--- Text passage Enclosed Below ---
Families Sue OpenAI Over Canadian School Shooting, Allege Failure to Report Threats
Seven families filed lawsuits against OpenAI, claiming the company failed to alert authorities about a shooter's threatening ChatGPT conversations.

Families of seven victims killed in a mass shooting at a secondary school in British Columbia have filed lawsuits against OpenAI and CEO Sam Altman, alleging the company was negligent in failing to report the shooter's threatening behavior to authorities.
The lawsuits, filed Wednesday in federal court in San Francisco, center on 18-year-old Jesse Van Rootselaar, who carried out the attack at the school in Tumbler Ridge. According to the legal filings, OpenAI employees flagged Van Rootselaar's ChatGPT account eight months before the shooting occurred, determining it posed "a credible and specific threat of gun violence against real people."
--- End of Enclosed Text passage ---
--- Dataset Enclosed Below ---
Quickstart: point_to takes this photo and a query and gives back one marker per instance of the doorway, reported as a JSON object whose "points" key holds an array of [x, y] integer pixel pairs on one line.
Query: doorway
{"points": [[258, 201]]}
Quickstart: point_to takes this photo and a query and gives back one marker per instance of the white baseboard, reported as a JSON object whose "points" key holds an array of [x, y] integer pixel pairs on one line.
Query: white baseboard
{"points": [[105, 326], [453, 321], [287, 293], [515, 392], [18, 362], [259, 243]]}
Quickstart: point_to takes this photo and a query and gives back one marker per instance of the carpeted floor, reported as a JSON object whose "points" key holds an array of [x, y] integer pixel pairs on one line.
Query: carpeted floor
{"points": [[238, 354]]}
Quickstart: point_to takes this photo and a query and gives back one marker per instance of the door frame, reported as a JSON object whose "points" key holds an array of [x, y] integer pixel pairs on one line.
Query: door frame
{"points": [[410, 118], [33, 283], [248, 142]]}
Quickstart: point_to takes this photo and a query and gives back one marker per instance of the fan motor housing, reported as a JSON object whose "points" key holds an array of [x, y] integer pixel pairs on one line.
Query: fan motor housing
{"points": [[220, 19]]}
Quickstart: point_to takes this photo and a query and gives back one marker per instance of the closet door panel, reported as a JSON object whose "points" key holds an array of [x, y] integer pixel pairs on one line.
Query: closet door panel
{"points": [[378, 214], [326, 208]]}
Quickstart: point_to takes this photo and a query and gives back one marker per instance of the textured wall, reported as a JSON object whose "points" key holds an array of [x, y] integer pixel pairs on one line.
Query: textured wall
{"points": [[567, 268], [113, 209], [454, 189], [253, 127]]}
--- End of Enclosed Dataset ---
* List of tasks *
• a. Decide whether each statement agrees with the article on the lawsuits against OpenAI, and support each yes or no with the deciding words of the article, quoted exactly. (i) The lawsuits were filed in a federal court in San Francisco. (ii) The families of ten victims brought the lawsuits. (iii) OpenAI employees flagged the shooter's ChatGPT account eight months before the shooting.
• b. From the article on the lawsuits against OpenAI, print the part that opens with the words containing "Families of seven" and closes with "behavior to authorities.".

* Answers to this exercise *
• a.
(i) Yes: "filed Wednesday in federal court in San Francisco"
(ii) No: "Families of seven victims killed in a mass shooting"
(iii) Yes: "OpenAI employees flagged Van Rootselaar's ChatGPT account eight months before the shooting occurred"

• b.
Families of seven victims killed in a mass shooting at a secondary school in British Columbia have filed lawsuits against OpenAI and CEO Sam Altman, alleging the company was negligent in failing to report the shooter's threatening behavior to authorities.